Data rows start

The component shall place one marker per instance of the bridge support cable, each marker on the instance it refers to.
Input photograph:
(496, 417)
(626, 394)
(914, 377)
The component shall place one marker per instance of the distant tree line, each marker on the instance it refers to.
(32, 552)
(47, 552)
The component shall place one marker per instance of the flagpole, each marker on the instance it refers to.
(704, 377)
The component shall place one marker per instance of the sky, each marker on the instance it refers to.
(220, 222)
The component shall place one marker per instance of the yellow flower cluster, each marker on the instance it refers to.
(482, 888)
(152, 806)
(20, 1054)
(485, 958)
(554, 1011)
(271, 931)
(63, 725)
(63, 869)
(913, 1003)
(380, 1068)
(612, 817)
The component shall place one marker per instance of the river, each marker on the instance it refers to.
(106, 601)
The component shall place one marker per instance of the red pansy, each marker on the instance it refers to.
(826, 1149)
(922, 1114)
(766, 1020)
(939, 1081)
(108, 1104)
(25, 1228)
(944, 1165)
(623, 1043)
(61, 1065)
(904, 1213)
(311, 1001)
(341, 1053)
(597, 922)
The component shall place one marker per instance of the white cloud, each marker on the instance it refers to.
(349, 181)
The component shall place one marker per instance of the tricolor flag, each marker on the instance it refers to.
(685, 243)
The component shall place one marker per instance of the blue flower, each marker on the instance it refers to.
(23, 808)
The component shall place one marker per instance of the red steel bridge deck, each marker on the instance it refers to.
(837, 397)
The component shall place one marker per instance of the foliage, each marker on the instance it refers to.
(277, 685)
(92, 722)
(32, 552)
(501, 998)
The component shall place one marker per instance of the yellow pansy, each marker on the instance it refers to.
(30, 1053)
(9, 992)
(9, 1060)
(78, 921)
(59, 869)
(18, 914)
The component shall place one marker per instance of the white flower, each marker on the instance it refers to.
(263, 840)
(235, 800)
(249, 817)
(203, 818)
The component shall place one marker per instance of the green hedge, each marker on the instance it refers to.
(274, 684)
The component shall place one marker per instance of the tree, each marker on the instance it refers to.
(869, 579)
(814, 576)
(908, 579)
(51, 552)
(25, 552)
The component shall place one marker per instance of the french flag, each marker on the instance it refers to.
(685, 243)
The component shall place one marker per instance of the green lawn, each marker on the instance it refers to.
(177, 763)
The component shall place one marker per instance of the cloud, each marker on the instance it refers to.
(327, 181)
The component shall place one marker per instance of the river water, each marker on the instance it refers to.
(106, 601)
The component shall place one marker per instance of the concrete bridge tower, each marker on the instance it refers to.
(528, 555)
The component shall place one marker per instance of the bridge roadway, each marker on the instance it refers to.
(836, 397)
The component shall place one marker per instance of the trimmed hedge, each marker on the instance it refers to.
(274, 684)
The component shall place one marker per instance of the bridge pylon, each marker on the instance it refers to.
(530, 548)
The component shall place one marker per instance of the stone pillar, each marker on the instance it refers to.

Data rows end

> Problem to work on
Set out exactly the run of lines that begins at the line holding "green hedge, each" and ends at the last line of the data.

> Exercise solution
The component shall place one marker per instance of the green hedge, each marker on the instance it refers to.
(274, 684)
The component shall place one marker per instance of the tree, each marker on the instance it refers to.
(869, 579)
(814, 576)
(908, 579)
(51, 552)
(25, 552)
The component shall place one marker per instance of the french flag, each marker on the instance it refers to.
(685, 243)
The component shall place one marker per instance of the green lawn, each marker on the instance it refers to.
(177, 763)
The component shall place one marker per instance of the cloud, each marker on the instance it refers to.
(327, 181)
The component shall place one marker per instance of the river water, each marker on the instance it refers to.
(106, 601)
The component shall place one marker per instance of the concrete bridge tower, each marker on the instance it refers to.
(528, 555)
The component shall place one marker per instance of the bridge roadway, each marker on the instance it refers to.
(836, 397)
The component shall place one marker per instance of the trimmed hedge, each marker on the instance it refers to.
(274, 684)
The component shall place one marker per instance of the bridge pylon, each marker on the instance it refers to.
(530, 548)
The component shall place one marker per instance of the stone pillar, each marker on the instance it refers to.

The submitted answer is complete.